----- Page text -----
Talk to Your Attorney

The first thing to do when you find out that your medical negligence case is going to court is not to panic. The second case is to contact your solicitor. The case may still be settled. In fact, many defendants pass a case to their solicitor to negotiate a settlement after court proceedings have started. If you’ve been trying to handle a medical negligence on your own or are unhappy with your lawyer, you should contact the patient claim line as soon as you ca.

Expect a Defence

Pre-action protocols before trial involve the defendant denying part or all of the medical negligence claim. It may involve a settlement offer, though they may not admit negligence. The case goes to court if you’re demanding settlement and don’t receive an offer, or if their offer is not sufficient. However, when you go to court, they have the right to file a defence of their claim. They can challenge any or all details of the case. Depending on the value of the claim and the complexity of the case, the case may be assigned to a County Court or High Court.

Be Prepared to Hand Over Documents

When the case goes to court, all parties will have to disclose any documents related to the case. If you’ve been claiming lost wages or costs for ongoing care, you’ll be obligated to hand over these financial records. Medical reports may need to be updated, and in some cases, this requires another round of medical tests. Statements must be disclosed to set out evidence that witnesses will give in the court hearing, though you may not actually be called to testify. The court can ask for any other actions necessary so that both sides have a fair hearing.
-----
> [Brief] Copy the entire text on taking a medical negligence case to court, word for word. The entries that follow the text have nothing to do with it.
----- Material provided -----
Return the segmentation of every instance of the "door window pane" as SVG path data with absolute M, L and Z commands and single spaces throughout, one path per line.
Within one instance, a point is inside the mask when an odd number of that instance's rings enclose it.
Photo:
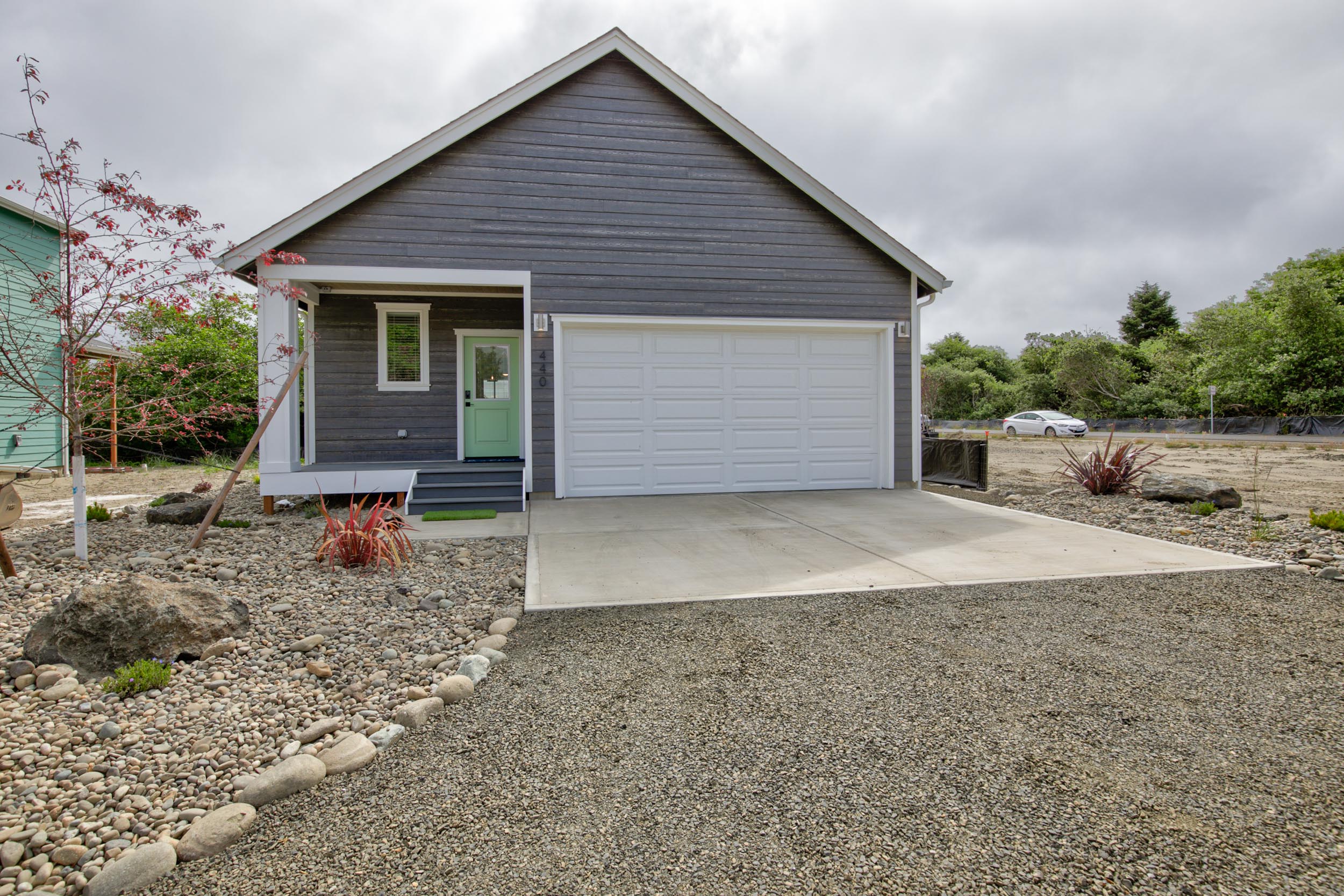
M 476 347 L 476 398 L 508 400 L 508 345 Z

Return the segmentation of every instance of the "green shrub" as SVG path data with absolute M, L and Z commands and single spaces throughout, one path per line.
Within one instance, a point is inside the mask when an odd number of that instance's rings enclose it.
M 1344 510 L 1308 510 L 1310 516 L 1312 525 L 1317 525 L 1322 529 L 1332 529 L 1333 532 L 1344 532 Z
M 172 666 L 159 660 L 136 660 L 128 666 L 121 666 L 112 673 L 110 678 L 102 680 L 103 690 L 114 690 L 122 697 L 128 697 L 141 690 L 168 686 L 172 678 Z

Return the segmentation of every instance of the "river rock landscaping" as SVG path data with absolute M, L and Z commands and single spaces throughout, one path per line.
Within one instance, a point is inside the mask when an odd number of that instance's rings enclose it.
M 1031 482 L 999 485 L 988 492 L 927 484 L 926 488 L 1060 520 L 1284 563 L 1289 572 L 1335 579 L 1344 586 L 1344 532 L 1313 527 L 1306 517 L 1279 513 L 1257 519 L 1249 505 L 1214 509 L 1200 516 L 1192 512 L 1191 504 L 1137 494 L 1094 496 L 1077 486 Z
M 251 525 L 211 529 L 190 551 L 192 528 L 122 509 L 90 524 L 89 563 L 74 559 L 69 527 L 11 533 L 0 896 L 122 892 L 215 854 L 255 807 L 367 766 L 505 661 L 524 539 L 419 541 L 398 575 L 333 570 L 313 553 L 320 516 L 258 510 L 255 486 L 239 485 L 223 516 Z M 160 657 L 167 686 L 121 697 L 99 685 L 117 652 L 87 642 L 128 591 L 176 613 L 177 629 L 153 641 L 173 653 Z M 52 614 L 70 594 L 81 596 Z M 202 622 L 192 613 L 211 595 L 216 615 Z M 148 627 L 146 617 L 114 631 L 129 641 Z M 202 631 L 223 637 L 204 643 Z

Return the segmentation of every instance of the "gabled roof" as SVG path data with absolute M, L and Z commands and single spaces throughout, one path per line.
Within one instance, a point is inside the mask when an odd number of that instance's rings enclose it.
-----
----- Material provided -----
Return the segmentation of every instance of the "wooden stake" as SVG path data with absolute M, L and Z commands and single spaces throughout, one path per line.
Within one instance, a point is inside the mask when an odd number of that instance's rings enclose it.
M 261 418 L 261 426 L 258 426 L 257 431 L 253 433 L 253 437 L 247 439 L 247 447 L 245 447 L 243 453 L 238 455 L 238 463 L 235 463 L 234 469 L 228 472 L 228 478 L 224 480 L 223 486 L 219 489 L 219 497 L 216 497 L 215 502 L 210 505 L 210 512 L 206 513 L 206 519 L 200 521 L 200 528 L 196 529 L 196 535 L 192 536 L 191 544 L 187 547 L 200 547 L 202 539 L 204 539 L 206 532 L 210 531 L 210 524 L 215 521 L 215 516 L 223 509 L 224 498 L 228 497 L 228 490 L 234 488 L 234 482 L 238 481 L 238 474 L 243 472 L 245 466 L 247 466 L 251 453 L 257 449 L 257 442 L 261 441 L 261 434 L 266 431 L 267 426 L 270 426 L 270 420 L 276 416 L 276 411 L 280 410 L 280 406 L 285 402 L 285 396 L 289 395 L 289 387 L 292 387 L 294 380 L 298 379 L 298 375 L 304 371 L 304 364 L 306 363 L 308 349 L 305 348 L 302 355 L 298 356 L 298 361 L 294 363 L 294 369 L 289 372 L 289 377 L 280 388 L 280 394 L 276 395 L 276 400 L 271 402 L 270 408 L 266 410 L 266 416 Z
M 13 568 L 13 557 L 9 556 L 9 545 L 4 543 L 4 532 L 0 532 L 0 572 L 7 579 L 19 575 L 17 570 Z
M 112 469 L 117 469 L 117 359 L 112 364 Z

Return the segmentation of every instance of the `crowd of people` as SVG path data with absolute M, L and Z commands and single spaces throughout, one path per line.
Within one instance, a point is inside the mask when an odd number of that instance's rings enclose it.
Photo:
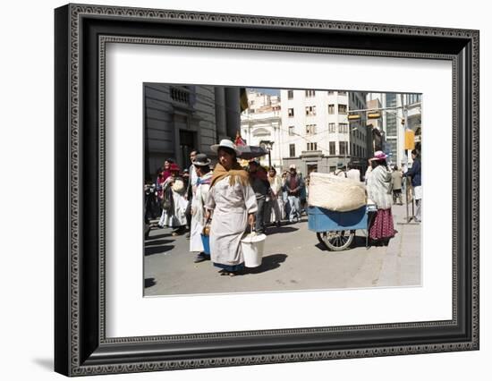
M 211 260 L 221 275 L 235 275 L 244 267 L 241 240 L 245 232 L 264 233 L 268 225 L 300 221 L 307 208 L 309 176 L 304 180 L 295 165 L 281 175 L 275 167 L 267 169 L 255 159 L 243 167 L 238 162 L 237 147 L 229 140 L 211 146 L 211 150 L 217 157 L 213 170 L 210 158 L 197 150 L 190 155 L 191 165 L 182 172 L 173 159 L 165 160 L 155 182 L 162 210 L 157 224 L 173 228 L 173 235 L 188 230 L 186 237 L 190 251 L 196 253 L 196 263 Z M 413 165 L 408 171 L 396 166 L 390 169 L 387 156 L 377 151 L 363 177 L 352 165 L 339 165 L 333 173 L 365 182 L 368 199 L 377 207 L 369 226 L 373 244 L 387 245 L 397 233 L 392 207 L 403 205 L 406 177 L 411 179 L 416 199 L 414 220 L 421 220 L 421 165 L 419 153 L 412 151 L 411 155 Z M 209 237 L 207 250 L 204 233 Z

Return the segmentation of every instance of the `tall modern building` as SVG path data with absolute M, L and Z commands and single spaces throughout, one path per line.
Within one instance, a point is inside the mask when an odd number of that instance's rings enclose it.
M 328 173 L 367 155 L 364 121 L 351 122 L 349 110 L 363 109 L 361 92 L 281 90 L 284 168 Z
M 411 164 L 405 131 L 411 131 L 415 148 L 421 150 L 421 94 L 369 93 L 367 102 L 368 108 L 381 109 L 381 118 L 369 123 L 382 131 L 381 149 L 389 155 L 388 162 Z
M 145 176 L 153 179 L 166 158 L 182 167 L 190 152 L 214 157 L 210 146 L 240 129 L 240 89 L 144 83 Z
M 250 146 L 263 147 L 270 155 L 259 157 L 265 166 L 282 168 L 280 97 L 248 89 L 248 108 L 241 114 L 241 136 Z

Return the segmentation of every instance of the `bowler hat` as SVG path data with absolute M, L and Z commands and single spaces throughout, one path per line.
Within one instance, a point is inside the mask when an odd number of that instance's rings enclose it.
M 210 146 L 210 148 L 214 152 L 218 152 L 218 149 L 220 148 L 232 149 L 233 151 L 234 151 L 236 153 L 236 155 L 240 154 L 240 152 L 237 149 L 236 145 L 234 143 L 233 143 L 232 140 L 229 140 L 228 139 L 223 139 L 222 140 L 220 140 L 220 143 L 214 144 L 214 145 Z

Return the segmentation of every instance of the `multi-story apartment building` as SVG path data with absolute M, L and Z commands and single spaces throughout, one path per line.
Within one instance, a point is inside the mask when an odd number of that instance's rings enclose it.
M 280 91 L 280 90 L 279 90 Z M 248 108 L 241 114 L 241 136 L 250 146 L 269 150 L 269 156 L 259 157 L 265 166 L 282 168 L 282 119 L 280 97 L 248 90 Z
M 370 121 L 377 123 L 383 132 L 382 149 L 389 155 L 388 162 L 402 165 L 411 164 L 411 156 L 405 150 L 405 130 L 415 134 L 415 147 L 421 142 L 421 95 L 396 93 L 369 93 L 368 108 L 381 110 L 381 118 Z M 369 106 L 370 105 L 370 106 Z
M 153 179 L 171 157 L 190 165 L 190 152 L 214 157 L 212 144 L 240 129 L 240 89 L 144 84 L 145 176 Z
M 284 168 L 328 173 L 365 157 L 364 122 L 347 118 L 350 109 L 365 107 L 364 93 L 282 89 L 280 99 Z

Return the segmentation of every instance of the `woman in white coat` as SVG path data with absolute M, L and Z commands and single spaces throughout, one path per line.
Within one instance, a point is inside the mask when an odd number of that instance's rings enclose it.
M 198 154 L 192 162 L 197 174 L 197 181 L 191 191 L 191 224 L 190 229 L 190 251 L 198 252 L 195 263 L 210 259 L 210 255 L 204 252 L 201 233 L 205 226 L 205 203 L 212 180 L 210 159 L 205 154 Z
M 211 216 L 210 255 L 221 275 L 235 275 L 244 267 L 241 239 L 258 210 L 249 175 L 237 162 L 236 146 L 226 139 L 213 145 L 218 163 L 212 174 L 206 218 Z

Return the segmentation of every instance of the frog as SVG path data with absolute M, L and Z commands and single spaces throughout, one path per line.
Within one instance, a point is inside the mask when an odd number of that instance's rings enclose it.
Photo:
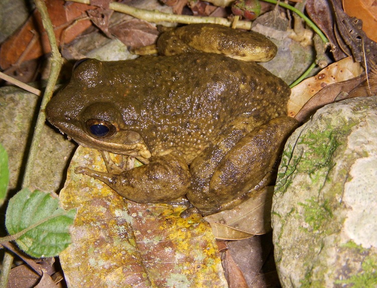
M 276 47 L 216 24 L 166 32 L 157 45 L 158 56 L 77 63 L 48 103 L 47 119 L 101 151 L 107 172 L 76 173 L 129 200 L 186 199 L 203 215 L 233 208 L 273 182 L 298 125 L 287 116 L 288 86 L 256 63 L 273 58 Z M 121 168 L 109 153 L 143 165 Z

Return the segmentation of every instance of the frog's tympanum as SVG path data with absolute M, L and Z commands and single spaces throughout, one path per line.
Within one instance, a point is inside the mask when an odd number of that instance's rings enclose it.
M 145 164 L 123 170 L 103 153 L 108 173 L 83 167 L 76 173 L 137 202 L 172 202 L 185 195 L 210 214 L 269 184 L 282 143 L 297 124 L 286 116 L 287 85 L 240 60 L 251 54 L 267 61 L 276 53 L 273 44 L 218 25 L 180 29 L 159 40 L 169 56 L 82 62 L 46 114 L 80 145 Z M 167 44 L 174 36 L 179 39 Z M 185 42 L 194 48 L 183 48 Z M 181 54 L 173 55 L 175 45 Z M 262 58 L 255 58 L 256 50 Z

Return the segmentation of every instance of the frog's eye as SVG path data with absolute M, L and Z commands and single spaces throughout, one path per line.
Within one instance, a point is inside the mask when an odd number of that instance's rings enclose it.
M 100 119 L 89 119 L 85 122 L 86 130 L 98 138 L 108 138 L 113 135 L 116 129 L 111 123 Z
-----
> [Response to this exercise]
Talk to Your Attorney

The first thing to do when you find out that your medical negligence case is going to court is not to panic. The second case is to contact your solicitor. The case may still be settled. In fact, many defendants pass a case to their solicitor to negotiate a settlement after court proceedings have started. If you’ve been trying to handle a medical negligence on your own or are unhappy with your lawyer, you should contact the patient claim line as soon as you ca.

Expect a Defence

Pre-action protocols before trial involve the defendant denying part or all of the medical negligence claim. It may involve a settlement offer, though they may not admit negligence. The case goes to court if you’re demanding settlement and don’t receive an offer, or if their offer is not sufficient. However, when you go to court, they have the right to file a defence of their claim. They can challenge any or all details of the case. Depending on the value of the claim and the complexity of the case, the case may be assigned to a County Court or High Court.

Be Prepared to Hand Over Documents

When the case goes to court, all parties will have to disclose any documents related to the case. If you’ve been claiming lost wages or costs for ongoing care, you’ll be obligated to hand over these financial records. Medical reports may need to be updated, and in some cases, this requires another round of medical tests. Statements must be disclosed to set out evidence that witnesses will give in the court hearing, though you may not actually be called to testify. The court can ask for any other actions necessary so that both sides have a fair hearing.